» **SEITENAUSZUG**:
---*---

Ja, Audiofetischisten würden uns wohl steinigen..Wobei ich mich selbst als einer bezeichnen würde, aber als Abiturient mit Nebenjob, der gerne ordentlich feiert und raucht, der in einer nicht allzu betuchten Familie lebt, bleibt nicht so viel Geld für High-End-Fetisch-Versorgung übrig, man muss versuchen, das beste, aus dem Geld rauszuholen, bis das Studium vorbei ist und man vielleicht doch etwas mehr Kohle scheffelt 

Nebenbei, das Kabel würde ich gerne sleeven, bei 50 Euro (und ich will die 50 Euro nicht alle paar Monate für die Kopfhörer locker machen müssen) kann ich nicht gerade nen tollen Bruchschutz erwarten und n Sleeve müsste ja immerhin etwas bringen. Würde ne 1,5 - 3mm Sleeve reichen, oder wäre das schon zu groß, ich kann mir das nicht ganz genau vorstellen? Bzw gibt's spezielle Sleeves? Die Wichtigste Stelle wäre ja ohnehin das Ende des gummierten Ansatzes beim Stecker, da brechen 90% der InEars...

würde sowas passen?
Caseking.de » Modding » Kabel-Modding » Sleeves » Techflex Flexo PET Sleeve 3mm - black, 1m
wäre denke ich zu groß, wenn jemand was besseres weiß... Ich bin dankbar


----------



## Iceananas (19. November 2011)

---*---

» **Gespeicherte Einträge**:
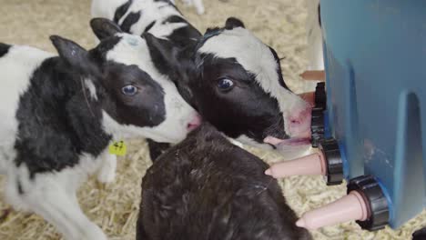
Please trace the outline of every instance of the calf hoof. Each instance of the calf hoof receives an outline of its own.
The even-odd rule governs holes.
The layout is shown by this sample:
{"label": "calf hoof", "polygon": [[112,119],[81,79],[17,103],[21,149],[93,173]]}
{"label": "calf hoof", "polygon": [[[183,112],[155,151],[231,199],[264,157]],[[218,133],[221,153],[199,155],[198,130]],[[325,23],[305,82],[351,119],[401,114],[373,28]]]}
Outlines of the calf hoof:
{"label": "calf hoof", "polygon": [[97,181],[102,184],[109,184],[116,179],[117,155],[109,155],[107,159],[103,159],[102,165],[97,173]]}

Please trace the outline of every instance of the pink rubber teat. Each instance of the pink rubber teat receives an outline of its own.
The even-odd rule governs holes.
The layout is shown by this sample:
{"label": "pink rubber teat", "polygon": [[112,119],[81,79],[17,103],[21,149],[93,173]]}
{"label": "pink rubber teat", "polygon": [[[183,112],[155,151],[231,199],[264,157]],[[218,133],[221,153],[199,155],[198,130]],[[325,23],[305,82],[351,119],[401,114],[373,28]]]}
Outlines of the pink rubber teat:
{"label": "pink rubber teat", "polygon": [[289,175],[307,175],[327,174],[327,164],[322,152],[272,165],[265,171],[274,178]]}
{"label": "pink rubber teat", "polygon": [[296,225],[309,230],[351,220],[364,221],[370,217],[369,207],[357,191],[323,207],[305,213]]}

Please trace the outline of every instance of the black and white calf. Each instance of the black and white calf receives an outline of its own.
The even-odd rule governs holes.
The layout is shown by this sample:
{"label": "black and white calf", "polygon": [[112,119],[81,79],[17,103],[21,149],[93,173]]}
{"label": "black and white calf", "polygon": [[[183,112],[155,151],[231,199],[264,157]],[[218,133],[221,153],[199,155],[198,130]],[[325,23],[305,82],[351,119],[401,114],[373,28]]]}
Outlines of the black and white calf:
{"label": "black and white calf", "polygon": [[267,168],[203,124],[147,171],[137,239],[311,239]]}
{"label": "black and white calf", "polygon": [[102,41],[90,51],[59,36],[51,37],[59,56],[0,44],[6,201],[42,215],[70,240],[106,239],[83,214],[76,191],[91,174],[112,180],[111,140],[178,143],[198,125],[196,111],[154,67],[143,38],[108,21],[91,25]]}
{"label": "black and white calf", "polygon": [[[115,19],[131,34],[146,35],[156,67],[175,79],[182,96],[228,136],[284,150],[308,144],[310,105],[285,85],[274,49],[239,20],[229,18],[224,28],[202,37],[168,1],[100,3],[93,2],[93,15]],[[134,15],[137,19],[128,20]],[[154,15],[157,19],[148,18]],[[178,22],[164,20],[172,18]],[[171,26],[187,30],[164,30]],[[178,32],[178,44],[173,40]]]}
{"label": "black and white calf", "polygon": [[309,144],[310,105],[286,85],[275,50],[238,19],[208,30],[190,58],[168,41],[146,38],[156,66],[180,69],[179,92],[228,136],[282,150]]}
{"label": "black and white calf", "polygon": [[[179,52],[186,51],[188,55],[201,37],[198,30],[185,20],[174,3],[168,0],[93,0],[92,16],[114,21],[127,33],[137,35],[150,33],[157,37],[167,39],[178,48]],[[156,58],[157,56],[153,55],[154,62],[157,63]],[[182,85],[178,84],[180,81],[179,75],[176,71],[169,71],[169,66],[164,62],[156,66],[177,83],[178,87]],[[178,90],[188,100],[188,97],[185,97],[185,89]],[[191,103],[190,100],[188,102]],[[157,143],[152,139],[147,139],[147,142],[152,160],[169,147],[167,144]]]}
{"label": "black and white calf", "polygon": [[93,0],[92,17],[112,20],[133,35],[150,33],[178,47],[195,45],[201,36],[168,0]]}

---*---

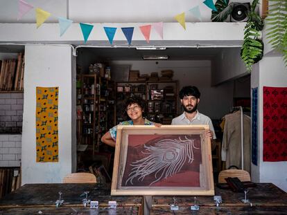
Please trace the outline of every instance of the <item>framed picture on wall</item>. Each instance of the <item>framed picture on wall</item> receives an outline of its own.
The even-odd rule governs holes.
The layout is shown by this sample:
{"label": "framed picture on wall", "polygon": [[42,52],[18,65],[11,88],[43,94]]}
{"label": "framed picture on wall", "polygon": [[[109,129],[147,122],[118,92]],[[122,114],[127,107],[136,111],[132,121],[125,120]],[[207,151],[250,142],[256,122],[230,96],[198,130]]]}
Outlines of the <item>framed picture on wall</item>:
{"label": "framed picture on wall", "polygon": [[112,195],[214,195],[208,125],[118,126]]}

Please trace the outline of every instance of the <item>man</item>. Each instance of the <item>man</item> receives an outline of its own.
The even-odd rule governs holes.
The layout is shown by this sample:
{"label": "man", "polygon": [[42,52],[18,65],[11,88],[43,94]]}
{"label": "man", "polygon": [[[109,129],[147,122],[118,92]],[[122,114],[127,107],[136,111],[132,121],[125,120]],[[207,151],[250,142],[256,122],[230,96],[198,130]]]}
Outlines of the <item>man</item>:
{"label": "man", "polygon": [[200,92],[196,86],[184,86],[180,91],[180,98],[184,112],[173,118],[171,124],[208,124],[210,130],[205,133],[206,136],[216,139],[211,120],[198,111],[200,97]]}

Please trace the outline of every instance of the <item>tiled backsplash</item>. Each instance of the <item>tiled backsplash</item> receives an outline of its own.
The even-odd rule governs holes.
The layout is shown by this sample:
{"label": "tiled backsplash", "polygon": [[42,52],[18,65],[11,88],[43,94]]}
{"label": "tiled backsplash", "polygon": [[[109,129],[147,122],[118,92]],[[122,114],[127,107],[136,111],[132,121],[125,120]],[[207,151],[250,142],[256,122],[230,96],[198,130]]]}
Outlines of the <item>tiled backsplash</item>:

---*---

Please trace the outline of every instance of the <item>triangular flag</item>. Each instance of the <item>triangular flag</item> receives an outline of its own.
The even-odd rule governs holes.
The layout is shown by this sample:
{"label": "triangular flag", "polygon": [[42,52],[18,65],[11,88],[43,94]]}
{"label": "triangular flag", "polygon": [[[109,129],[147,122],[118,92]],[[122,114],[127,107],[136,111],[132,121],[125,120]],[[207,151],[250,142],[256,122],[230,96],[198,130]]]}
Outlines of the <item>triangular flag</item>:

---*---

» **ZU BEARBEITENDE AUFGABEN**:
1. Führe alle Stufen des Navigationspfads aus dem Forenauszug auf, der mit „Caseking.de“ beginnt. Halte dabei ihre Reihenfolge ein.
2. Aktualisiere bitte den Forenauszug von „Nebenbei, das Kabel“ bis einschließlich „würde sowas passen?“ und setze dabei „Knickschutz“ an die Stelle von „Bruchschutz“.
3. Beantworte die folgenden Fragen zum Forenauszug:
(a) Welcher Betrag wird für die Kopfhörer genannt?
(b) An welcher Stelle brechen dem Text zufolge 90 % der InEars?
(c) Als was bezeichnet sich die schreibende Person im ersten Absatz in Bezug auf ihre Schulausbildung?

» **LÖSUNGEN**:
1.
1. Caseking.de
2. Modding
3. Kabel-Modding
4. Sleeves
5. Techflex Flexo PET Sleeve 3mm - black, 1m

2.
Nebenbei, das Kabel würde ich gerne sleeven, bei 50 Euro (und ich will die 50 Euro nicht alle paar Monate für die Kopfhörer locker machen müssen) kann ich nicht gerade nen tollen Knickschutz erwarten und n Sleeve müsste ja immerhin etwas bringen. Würde ne 1,5 - 3mm Sleeve reichen, oder wäre das schon zu groß, ich kann mir das nicht ganz genau vorstellen? Bzw gibt's spezielle Sleeves? Die Wichtigste Stelle wäre ja ohnehin das Ende des gummierten Ansatzes beim Stecker, da brechen 90% der InEars...

würde sowas passen?

3.
(a) 50 Euro
(b) Am Ende des gummierten Ansatzes beim Stecker
(c) Als Abiturient mit Nebenjob